Exercise tasks -
a) Please transcribe the passage on foreign investment in Argentina, starting with "Among the most" and going on through "levels to 14%.".
b) Show every line of the entries that contains the string "white", matching case exactly.

Selected excerpt -
________________

FDI According to Sector
Numerous sectors in Argentina's economy have benefited from FDI, including
public utilities, manufactures, banks, commerce, petroleum and agriculture.
The charts below show the relative amounts of FDI that went into these
sectors for the periods from 1976 to 1983 (top) and 1992-1995 (bottom).


Among the most significant developments in going from the earlier period to the later period is the significant increase in FDI going to the utilities sector. This change is largely due to the privatization of large, state-owned utilities, many of whose shares were sold to foreign investors. The manufacture sector, which had been the leading recipient of FDI from 1949 to 1992, decreased in share from 48% to 31% so that became second in importance to utilities for the period 1992-5. There was a significant decrease in the share of FDI received by banks, which went from 17% to 9%. Finally, the petroleum sector (the exploration and extraction of crude oil) saw a dramatic increase in FDI from near negligible levels to 14%.
More recently, in 1996, the automotive sector gained a 20% share, becoming
the most important recipient of FDI. (Due to incomplete data across sectors
for 1996, this data could not be incorporated into the graph.)
Sources of FDI
Throughout this century, the Western Powers have provided the major
share of foreign investment to Argentina. Since World War II, the US has
contributed more of this investment than any other single country. Over
the past decade, there has been a pronounced tendency for Argentina to
receive FDI from increasingly diverse sources. The trend is evident from
the two charts below, the top one showing the major sources of FDI to the
country during the period from 1977 to 1983, the bottom one showing the
main sources of FDI from 1990 to 1994.

________________

Data excerpts -
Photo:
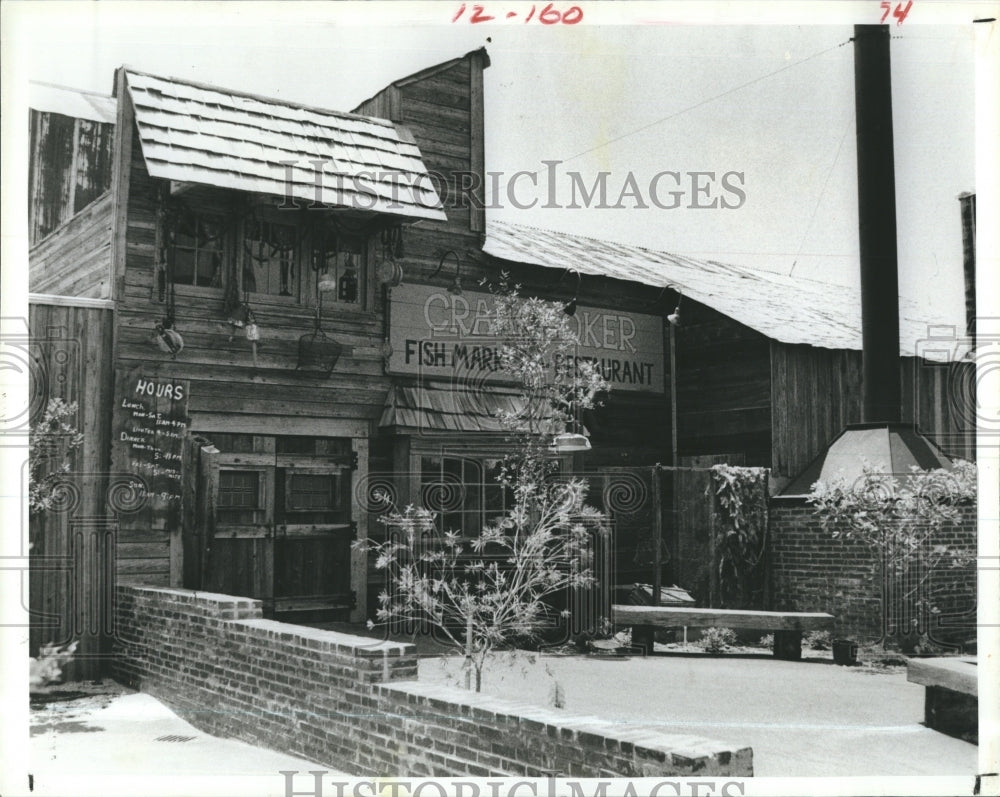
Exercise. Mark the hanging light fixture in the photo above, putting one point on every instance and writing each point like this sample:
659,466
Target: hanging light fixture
456,285
165,337
568,442
675,317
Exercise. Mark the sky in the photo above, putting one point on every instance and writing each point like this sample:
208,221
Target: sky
769,104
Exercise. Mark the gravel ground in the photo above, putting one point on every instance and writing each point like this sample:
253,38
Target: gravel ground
808,718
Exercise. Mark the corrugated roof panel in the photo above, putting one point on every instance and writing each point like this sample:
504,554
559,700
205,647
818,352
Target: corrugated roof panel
787,309
203,134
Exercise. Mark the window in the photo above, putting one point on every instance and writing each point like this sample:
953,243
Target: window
313,495
271,255
464,492
270,263
313,491
196,249
338,261
239,496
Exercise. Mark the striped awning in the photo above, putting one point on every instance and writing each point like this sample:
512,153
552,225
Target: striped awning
458,408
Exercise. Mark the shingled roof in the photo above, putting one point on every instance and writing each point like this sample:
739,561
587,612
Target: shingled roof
200,134
786,309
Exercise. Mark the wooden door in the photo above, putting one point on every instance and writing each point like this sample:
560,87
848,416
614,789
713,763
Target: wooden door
313,532
281,521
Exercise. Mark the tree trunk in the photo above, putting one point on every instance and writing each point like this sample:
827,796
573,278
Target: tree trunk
468,655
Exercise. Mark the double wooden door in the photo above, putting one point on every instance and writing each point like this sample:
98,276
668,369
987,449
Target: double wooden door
278,522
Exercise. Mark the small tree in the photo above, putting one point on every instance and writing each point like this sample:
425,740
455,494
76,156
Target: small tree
51,443
900,518
484,592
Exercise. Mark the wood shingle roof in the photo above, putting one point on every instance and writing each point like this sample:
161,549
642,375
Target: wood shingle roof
787,309
200,134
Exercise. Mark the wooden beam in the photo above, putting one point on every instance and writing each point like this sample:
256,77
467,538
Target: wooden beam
958,674
669,617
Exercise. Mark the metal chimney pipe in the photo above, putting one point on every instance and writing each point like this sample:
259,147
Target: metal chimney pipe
880,389
967,203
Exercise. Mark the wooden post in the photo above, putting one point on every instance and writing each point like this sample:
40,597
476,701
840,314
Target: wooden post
657,534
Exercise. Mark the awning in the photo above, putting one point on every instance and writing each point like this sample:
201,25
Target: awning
457,408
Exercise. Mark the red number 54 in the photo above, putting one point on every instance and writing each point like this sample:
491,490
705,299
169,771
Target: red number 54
899,12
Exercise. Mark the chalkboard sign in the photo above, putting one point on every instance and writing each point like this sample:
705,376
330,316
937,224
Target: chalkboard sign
153,424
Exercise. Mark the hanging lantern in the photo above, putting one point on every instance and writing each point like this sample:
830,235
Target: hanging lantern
390,273
348,287
318,353
327,282
167,340
253,334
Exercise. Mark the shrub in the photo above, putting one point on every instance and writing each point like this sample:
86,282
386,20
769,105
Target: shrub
47,668
716,640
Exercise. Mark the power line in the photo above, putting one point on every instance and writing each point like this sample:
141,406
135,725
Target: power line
819,199
697,105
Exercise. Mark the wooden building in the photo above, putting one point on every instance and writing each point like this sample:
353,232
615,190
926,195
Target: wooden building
270,454
247,328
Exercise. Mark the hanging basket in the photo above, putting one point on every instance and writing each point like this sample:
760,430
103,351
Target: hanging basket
318,354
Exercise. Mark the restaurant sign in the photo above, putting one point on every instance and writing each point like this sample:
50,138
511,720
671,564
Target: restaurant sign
442,335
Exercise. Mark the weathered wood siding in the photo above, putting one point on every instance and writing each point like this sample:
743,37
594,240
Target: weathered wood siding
228,393
442,108
723,387
72,542
71,167
817,392
75,259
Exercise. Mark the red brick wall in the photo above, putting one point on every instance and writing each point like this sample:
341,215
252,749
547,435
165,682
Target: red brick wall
352,703
810,570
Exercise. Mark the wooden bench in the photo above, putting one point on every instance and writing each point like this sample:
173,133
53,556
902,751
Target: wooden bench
786,626
951,694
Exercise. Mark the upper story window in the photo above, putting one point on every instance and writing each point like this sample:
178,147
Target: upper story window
197,249
338,261
271,258
269,255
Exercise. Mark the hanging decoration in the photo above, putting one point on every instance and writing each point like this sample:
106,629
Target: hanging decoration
165,337
317,353
347,290
390,271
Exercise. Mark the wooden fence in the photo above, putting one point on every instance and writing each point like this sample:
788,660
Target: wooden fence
73,543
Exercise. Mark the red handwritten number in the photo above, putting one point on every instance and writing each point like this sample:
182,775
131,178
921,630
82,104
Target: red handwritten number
549,15
899,12
479,16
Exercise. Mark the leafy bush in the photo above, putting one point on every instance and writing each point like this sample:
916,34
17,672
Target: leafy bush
716,640
47,668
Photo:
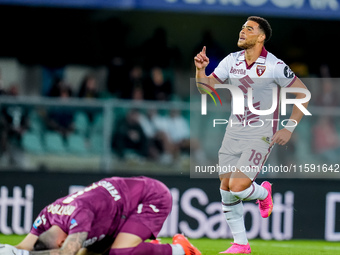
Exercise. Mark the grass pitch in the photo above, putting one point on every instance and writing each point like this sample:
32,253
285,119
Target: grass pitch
259,247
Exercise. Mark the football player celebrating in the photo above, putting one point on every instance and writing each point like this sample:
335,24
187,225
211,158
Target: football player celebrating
249,137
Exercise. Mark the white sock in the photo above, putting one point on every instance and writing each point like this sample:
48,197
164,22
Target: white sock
254,191
233,213
177,249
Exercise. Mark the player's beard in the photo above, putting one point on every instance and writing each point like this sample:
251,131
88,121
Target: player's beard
246,44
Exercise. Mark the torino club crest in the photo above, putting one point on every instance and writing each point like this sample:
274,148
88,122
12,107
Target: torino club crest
260,70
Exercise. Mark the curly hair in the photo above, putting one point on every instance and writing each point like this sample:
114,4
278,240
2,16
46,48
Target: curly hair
263,25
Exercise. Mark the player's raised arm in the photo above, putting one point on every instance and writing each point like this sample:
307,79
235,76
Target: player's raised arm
282,136
201,62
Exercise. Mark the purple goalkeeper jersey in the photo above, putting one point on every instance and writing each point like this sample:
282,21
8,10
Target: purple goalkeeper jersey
100,209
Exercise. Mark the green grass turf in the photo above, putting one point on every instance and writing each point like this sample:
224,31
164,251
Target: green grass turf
259,247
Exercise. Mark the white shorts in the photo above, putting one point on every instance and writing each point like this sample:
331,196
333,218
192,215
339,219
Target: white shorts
248,156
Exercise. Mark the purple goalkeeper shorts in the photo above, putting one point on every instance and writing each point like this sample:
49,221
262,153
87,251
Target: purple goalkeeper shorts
147,221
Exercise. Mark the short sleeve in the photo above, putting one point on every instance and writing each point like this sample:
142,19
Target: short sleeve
41,224
81,221
221,72
283,75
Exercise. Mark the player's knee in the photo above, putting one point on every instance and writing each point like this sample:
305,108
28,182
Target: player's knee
224,184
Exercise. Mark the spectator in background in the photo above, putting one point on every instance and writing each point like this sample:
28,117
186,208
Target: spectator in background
178,132
14,124
155,128
130,135
134,88
326,140
60,119
89,90
157,87
88,87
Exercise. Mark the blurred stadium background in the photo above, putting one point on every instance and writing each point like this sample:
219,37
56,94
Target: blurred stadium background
95,88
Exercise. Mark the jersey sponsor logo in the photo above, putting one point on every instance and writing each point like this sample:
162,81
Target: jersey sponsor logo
107,185
260,70
73,223
61,209
40,220
238,71
288,72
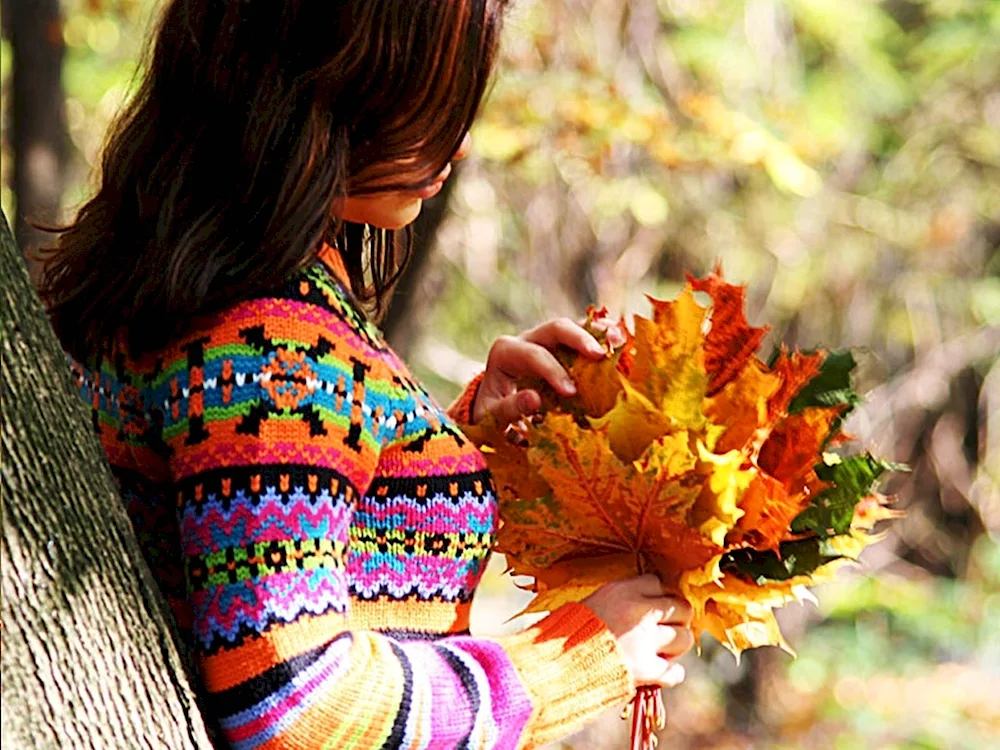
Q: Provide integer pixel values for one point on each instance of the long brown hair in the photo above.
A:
(252, 118)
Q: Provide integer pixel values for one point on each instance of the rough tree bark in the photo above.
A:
(89, 656)
(39, 138)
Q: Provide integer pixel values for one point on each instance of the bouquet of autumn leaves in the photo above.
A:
(685, 455)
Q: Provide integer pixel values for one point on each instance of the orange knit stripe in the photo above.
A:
(230, 667)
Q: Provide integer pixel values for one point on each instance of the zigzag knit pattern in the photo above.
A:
(319, 526)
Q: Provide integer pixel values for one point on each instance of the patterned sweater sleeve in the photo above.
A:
(267, 468)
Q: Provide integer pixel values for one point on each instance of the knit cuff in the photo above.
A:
(461, 410)
(573, 669)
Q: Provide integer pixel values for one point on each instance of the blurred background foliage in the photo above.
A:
(841, 159)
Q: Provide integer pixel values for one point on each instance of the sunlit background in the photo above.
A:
(840, 158)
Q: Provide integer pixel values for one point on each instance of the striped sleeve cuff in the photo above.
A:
(573, 669)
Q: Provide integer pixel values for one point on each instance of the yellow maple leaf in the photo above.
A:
(679, 456)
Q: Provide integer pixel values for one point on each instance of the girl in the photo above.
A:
(317, 523)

________________

The replies -
a)
Among the most significant developments in going from the earlier period to the later period is the significant increase in FDI going to the utilities sector. This change is largely due to the privatization of large, state-owned utilities, many of whose shares were sold to foreign investors. The manufacture sector, which had been the leading recipient of FDI from 1949 to 1992, decreased in share from 48% to 31% so that became second in importance to utilities for the period 1992-5. There was a significant decrease in the share of FDI received by banks, which went from 17% to 9%. Finally, the petroleum sector (the exploration and extraction of crude oil) saw a dramatic increase in FDI from near negligible levels to 14%.

b)
Exercise. Mark the white sock in the photo above, putting one point on every instance and writing each point like this sample:
Target: white sock
Exercise. Mark the white shorts in the photo above, putting one point on every instance and writing each point like this sample:
Target: white shorts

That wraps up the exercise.